§ **Your goal**: Each line of the material below is to be written out exactly. Leave out any picture.
-*-*-
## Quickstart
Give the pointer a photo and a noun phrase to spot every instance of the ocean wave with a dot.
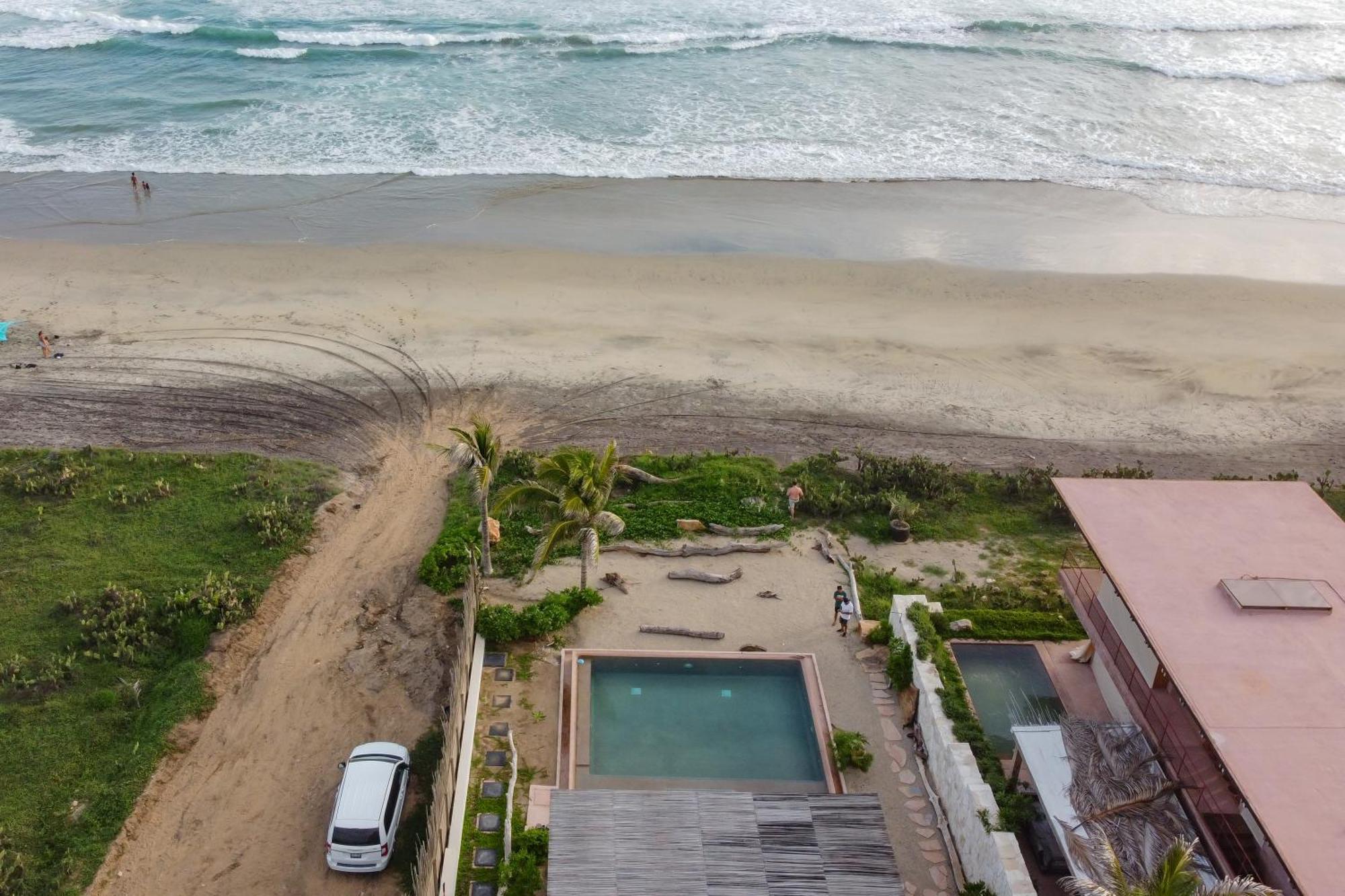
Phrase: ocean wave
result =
(272, 53)
(56, 40)
(368, 37)
(96, 17)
-*-*-
§ **Your solution**:
## Quickstart
Give the pointer a photo and a noun phrase to spot every instance of the ocean wave with a dot.
Phrase: ocean wave
result =
(272, 53)
(56, 40)
(368, 37)
(96, 17)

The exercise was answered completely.